TASK OBJECTIVE: Write out every line from the listing below where the string "resembles" is found.

DATA SECTION:
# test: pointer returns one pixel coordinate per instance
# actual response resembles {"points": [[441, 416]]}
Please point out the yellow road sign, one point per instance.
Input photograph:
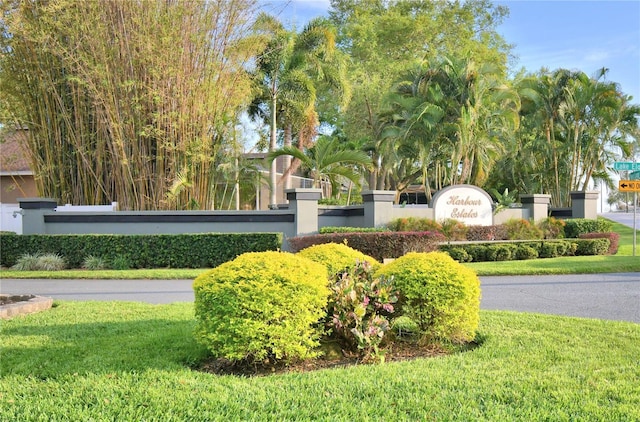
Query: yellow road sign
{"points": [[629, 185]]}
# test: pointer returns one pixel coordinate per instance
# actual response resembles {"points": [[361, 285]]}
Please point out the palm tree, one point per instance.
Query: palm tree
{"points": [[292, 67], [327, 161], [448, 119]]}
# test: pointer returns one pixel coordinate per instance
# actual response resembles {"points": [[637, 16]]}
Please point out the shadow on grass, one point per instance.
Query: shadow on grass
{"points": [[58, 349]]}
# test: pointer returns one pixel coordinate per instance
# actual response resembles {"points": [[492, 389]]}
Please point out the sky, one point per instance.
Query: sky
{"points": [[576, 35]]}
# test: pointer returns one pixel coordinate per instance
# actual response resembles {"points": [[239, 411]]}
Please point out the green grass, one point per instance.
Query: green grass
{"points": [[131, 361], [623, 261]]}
==
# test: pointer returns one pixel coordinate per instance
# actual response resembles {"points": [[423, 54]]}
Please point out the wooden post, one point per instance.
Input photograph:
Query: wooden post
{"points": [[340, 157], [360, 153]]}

THE COMPLETED TASK:
# actual response resembles {"points": [[441, 416]]}
# actual response resembles {"points": [[361, 285]]}
# actual response resembles {"points": [[637, 16]]}
# actual response resembles {"points": [[492, 389]]}
# actual response resembles {"points": [[239, 411]]}
# actual response resembles {"points": [[423, 54]]}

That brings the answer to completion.